(EXERCISE MATERIALS begins)

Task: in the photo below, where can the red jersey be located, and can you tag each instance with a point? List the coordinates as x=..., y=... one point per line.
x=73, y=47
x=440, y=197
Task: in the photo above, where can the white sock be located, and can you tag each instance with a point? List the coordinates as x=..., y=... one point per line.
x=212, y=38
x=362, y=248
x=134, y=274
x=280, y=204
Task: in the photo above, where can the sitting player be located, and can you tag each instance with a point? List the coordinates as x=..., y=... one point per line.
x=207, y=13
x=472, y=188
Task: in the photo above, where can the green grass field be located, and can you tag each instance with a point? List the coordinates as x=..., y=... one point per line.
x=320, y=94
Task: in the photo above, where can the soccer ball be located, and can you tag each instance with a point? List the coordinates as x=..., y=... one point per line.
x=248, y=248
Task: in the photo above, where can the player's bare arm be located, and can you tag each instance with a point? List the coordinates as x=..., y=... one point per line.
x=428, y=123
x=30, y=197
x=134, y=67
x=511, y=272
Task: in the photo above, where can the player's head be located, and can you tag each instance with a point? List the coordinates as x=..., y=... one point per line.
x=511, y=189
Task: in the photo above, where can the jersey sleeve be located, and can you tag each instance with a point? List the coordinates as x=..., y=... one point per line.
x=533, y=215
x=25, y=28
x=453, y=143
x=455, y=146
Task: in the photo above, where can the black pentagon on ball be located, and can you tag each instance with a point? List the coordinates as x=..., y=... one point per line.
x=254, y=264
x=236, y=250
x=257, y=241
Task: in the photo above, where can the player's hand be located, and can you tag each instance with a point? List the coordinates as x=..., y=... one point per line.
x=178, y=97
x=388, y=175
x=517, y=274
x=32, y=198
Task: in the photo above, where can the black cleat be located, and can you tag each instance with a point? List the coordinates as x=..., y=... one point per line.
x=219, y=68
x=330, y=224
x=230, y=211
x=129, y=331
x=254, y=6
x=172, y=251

(EXERCISE MATERIALS ends)

ASSIGNMENT — From the line holding "Task: in the photo above, where can the jersey" through the last line above, reproduce each line exactly and add nothing.

YOUR RESPONSE —
Task: in the photo above, where can the jersey sleeve be located, and can you tag each instance with a point? List the coordinates as x=..., y=... one point per line.
x=533, y=215
x=25, y=28
x=453, y=143
x=455, y=146
Task: in the photo above, where can the black pentagon on ball be located, and can you tag each instance with a point? List the coordinates as x=..., y=... one point per line.
x=254, y=264
x=236, y=250
x=257, y=241
Task: in the photo above, where can the player's hand be located, and can you tag each instance with a point? List the coordinates as x=..., y=... one point per line.
x=178, y=97
x=388, y=175
x=517, y=274
x=32, y=198
Task: in the photo above, where can the black cleat be located, and can you tag each instance with a point? List the coordinates as x=..., y=... one point per line.
x=219, y=68
x=330, y=224
x=230, y=211
x=129, y=331
x=254, y=6
x=172, y=251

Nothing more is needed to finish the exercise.